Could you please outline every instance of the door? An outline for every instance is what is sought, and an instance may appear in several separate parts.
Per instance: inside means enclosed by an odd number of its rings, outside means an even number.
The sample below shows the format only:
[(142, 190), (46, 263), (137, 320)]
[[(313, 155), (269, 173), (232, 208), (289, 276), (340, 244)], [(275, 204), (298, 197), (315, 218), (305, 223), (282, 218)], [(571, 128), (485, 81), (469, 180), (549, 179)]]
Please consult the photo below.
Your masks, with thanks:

------------------------------------------------------------------------

» **Anfrage**: Gib bitte alle Einträge oben Zeile für Zeile unverändert wieder.

» **Antwort**:
Could you please outline every instance of the door? An outline for every instance is what is sought, and an instance may appear in several separate parts.
Per instance: inside means enclosed by an odd number of its rings, outside means an even number.
The sample below shows the format only:
[(142, 190), (46, 263), (137, 320)]
[[(313, 155), (269, 173), (232, 208), (289, 276), (340, 244)], [(275, 204), (298, 197), (315, 218), (305, 223), (282, 218)], [(571, 128), (485, 81), (469, 180), (549, 179)]]
Please consult the photo below.
Your masks, with thanks:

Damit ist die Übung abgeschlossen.